Exercise instructions: Collect all lines below with the string "soil".
# # #
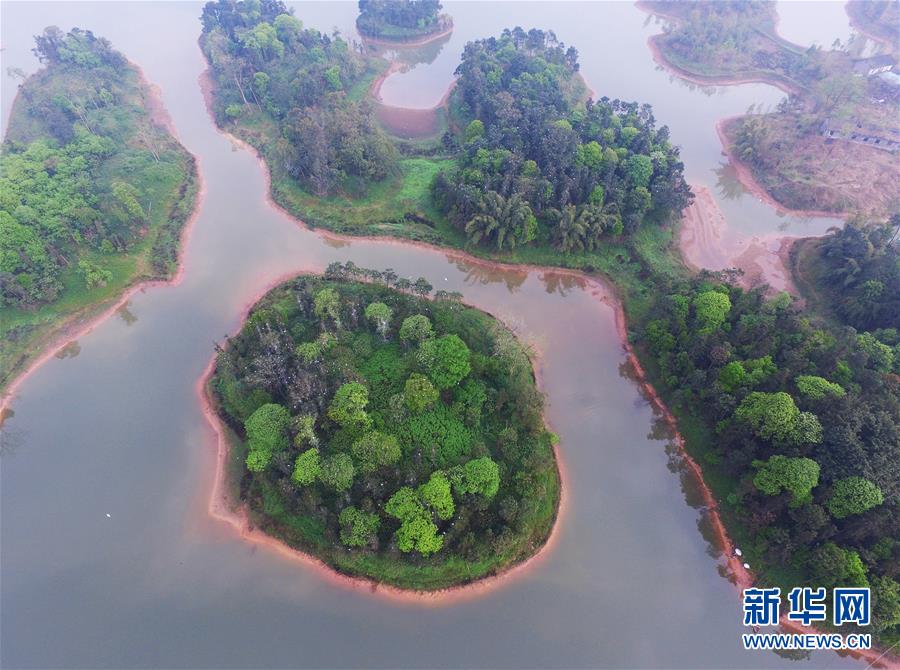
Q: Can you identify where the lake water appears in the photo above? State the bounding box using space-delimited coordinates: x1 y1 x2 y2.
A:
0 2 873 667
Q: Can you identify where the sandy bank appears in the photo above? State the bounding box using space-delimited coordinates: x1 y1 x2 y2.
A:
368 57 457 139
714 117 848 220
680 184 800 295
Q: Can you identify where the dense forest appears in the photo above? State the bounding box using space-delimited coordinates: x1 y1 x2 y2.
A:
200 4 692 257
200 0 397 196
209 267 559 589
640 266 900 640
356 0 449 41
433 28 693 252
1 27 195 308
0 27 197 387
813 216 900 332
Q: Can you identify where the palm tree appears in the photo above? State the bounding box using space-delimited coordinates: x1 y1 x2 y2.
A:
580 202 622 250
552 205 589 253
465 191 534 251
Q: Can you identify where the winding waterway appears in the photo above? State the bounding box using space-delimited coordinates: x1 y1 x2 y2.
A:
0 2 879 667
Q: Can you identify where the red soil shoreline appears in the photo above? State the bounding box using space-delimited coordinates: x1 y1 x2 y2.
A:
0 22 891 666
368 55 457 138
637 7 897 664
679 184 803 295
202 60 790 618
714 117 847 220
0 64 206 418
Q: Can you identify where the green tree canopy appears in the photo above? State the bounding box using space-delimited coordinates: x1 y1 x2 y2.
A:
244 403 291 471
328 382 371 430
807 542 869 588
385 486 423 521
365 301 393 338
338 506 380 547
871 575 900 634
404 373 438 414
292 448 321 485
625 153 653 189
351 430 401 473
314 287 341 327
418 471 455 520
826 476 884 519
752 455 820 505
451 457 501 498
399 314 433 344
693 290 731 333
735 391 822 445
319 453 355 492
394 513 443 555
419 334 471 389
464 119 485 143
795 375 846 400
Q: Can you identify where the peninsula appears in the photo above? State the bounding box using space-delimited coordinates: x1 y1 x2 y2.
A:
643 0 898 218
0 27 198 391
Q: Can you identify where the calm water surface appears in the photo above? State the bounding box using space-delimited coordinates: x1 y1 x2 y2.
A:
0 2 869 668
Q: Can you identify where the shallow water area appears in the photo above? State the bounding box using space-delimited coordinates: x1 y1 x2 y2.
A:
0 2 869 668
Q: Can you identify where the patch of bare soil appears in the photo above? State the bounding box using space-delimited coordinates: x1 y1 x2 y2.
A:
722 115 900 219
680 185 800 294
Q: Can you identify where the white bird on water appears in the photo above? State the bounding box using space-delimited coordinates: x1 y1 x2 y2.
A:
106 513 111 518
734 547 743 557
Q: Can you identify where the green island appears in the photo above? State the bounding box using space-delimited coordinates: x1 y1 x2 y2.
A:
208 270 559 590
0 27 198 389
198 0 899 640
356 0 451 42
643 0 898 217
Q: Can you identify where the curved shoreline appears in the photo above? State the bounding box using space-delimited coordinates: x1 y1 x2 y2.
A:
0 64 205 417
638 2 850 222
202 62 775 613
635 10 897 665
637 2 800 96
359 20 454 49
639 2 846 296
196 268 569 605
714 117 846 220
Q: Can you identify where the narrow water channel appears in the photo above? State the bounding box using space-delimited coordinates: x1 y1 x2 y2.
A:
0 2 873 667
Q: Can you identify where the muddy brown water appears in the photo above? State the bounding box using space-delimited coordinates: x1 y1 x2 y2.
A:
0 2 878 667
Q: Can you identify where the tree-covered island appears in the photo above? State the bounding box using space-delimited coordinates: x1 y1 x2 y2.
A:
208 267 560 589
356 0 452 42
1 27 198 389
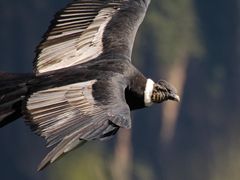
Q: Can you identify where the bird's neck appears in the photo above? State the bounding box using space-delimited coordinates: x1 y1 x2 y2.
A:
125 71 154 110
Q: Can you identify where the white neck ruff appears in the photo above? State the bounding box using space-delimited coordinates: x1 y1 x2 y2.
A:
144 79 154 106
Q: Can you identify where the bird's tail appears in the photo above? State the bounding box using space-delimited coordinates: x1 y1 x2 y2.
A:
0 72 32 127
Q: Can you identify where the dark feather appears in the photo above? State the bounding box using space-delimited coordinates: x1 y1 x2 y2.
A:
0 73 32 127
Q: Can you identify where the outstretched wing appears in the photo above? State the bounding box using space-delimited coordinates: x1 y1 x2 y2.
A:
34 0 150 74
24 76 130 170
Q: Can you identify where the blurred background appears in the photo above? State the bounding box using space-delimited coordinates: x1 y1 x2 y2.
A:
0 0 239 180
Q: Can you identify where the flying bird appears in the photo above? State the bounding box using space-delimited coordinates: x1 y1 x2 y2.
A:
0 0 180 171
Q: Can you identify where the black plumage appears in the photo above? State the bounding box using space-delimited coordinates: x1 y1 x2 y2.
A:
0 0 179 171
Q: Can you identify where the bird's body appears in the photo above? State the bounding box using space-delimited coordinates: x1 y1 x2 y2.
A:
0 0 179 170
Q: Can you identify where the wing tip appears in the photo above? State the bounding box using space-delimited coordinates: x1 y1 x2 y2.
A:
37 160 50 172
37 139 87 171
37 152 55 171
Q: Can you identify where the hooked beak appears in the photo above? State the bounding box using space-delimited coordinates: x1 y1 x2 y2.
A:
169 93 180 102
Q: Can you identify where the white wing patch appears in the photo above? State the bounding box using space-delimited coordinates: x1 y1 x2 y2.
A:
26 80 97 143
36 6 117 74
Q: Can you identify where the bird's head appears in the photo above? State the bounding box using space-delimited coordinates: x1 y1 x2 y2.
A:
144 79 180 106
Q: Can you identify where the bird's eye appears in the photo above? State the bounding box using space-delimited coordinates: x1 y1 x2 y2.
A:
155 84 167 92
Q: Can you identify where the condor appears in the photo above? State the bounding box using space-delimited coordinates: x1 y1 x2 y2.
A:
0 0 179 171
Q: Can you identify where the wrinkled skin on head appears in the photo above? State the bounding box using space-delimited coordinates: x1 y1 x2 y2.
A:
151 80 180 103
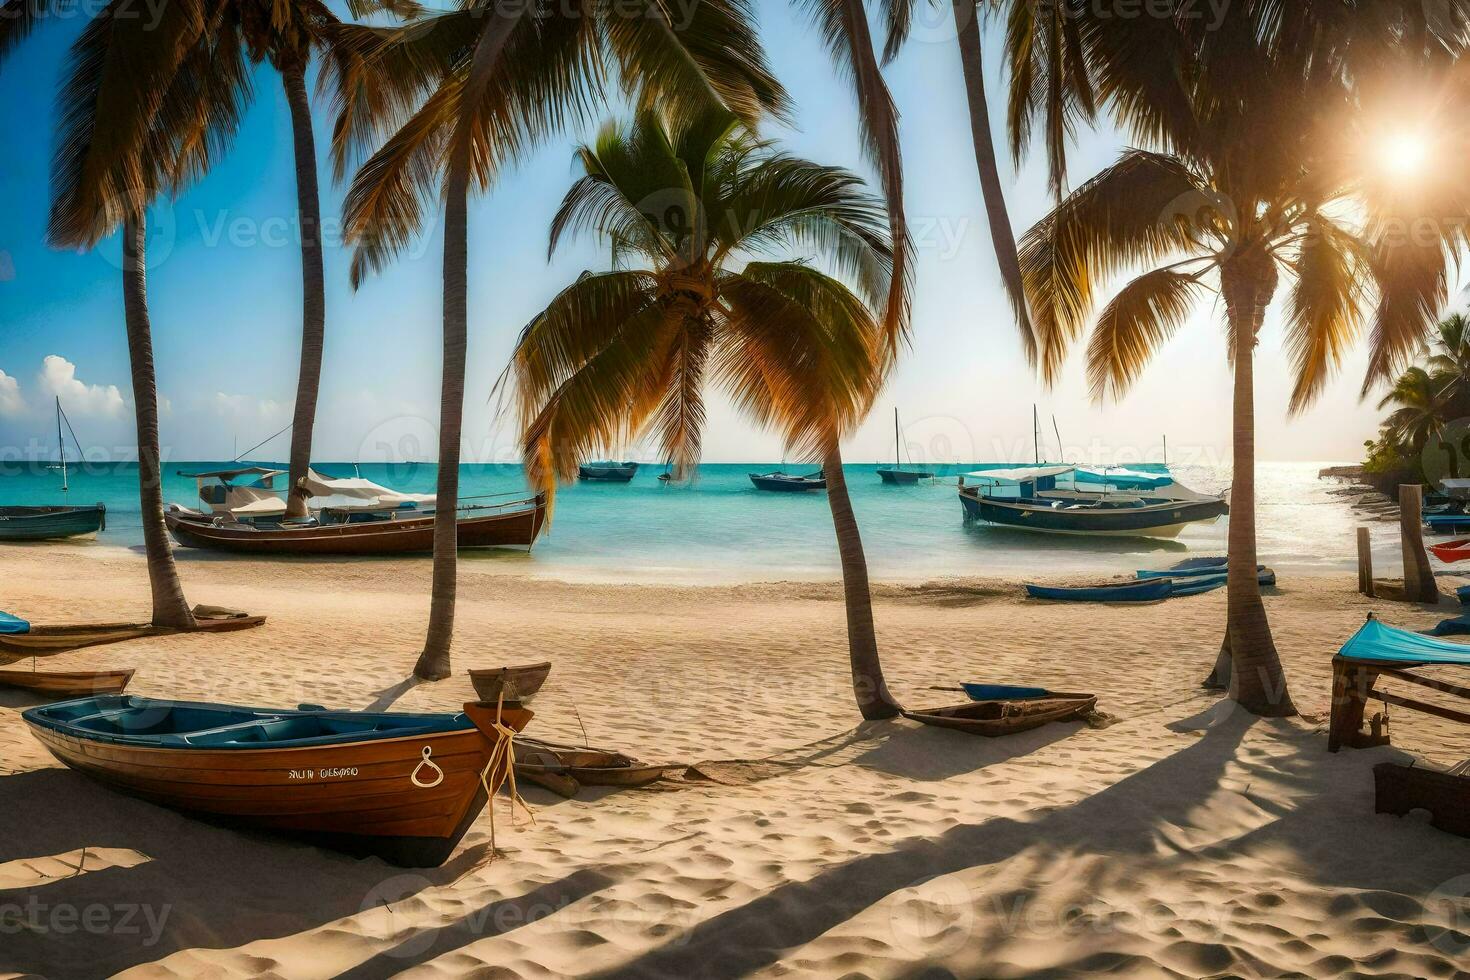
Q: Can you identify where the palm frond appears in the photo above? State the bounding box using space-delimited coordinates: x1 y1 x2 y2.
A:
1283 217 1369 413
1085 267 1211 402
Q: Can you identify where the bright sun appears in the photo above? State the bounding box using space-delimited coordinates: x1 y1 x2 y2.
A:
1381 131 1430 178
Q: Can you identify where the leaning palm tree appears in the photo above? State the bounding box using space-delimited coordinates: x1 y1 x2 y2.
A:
# # #
Reply to the task:
Q: Can you identify where the red soil shoreline appears in the photo above? State the bounding box using space-delimited coordinates: x1 y1 x2 y2.
Q: Can you identify where the patch of bare soil appears in the photo above? State the bounding box using space-delimited coordinates: x1 y1 x2 y2.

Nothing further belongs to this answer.